***** Text block *****

When we hear Parkinson’s disease, a lot of people automatically think of actor and advocate Michael J. Fox. Or perhaps Muhammad Ali, one of the greatest boxers to ever enter the ring. How many of us have a friend or family member struggling with the disease? Would you know what to do to help someone who has been diagnosed with Parkinson’s?
It has been said that Music helps people with Parkinson’s Disease, so any kind of music or music therapy is helpful. Physical therapy may help keep Parkinson's disease patients limber, but researchers have found that music therapy may help them move faster -- and make them happier.
Research has noted that physical therapy improved stiffness, but did not have a significant effect on overall daily performance. Music therapy did. Patients reported improved ability to do such tasks as cut food and get dressed, and said they were less likely to fall or experience the sudden freezing-up of muscles. Patients with Parkinson's have trouble initiating movement, and music therapy improved this problem -- possibly because of its rhythmical quality.
Patients emotional response to the music could affect their ability to move, they say, by activating a particular pathway in the brain that is thought to help regulate movements. Either way, the patients were happier when listening to music, and it increased their motivation.
Sandi Holten, a music therapist at Struther’s Parkinson’s Center focuses on music therapy. One of her patients is Art Grell. At 67, Art is a broad-shouldered bear of a man. But he no longer has a vigorous stride. Instead, Grell takes slow, halting steps, another effect of the disease.
When she meets with Art, Holten has him hit paddles in time with the music. She wants him to twist, loosen up, get his body moving and exercise muscles, especially those in his legs. That will help him lift his feet and restore rhythm to his gait. Grell's voice is faint, but he said sessions with Holten lift his spirits. “I think the music gets me going more, gets me more excited," he said.
Dancing is also helpful, again, the rhythm of the music helps them. You can Google "music and Parkinson’s" and find more info of the benefits of music for people with Parkinson’s Disease.

***** Material supplied *****

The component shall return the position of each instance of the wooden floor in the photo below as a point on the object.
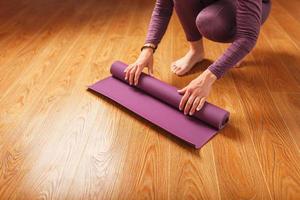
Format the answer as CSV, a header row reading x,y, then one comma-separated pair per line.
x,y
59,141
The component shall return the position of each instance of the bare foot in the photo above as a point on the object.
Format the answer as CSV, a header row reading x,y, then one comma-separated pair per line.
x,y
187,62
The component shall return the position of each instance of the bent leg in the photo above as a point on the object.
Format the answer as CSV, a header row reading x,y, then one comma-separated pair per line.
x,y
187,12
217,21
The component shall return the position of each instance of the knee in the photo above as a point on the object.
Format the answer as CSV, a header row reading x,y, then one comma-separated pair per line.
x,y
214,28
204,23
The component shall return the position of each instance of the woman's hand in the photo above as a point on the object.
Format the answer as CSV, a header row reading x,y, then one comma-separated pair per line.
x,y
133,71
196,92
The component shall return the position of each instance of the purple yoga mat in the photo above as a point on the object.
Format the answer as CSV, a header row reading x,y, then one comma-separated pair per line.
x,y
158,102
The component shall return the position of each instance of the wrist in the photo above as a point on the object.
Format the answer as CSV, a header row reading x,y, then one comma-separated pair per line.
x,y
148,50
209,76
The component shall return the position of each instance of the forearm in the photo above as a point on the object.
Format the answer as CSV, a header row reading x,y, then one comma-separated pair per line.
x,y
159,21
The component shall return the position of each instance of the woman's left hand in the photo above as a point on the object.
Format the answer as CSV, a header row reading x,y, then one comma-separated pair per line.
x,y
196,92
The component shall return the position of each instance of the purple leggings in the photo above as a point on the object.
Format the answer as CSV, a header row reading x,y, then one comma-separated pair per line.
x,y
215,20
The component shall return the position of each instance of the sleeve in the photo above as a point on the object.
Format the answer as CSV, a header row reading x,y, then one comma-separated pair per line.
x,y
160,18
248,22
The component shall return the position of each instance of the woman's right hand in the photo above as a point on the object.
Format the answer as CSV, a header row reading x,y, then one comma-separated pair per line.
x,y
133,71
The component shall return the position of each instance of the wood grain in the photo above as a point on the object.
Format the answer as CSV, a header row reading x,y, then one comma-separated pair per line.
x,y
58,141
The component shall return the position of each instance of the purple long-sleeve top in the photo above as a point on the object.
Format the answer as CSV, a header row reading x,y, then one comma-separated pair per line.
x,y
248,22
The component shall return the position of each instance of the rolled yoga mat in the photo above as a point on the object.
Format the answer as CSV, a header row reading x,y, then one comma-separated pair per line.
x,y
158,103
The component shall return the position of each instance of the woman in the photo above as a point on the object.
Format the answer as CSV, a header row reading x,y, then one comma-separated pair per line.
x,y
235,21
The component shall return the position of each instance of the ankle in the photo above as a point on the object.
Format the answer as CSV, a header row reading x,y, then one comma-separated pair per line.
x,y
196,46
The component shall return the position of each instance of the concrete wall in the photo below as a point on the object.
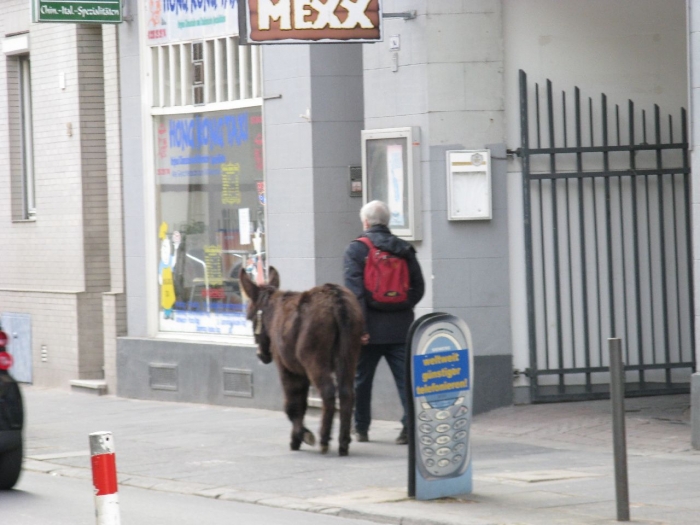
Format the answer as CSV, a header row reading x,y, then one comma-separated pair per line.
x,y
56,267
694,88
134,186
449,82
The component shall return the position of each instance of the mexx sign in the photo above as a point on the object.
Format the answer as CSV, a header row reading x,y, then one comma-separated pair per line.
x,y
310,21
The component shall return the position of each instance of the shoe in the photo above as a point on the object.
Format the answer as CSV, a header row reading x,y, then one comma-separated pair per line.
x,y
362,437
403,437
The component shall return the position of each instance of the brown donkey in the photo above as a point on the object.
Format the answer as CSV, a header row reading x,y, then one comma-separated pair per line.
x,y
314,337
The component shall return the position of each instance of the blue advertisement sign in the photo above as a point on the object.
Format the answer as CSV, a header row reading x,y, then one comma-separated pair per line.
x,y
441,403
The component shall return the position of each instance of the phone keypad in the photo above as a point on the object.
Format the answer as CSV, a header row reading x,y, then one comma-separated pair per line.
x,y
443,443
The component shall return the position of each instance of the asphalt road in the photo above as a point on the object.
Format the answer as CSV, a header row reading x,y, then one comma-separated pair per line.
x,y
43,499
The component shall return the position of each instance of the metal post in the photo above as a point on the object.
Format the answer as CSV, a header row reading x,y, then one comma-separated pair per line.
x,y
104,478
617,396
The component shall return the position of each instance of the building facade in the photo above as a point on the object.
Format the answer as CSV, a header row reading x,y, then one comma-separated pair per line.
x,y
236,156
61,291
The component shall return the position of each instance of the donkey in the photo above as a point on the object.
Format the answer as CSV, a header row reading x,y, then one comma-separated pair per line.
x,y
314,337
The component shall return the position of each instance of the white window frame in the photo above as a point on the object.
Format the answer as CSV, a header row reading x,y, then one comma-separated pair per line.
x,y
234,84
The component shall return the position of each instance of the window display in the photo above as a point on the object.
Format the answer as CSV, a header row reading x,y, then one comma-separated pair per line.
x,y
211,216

*****

# Exercise description
Please answer from the text on music and Parkinson's disease above: what does Sandi Holten have Art Grell do when they meet?

# Problem solution
She has him hit paddles in time with the music.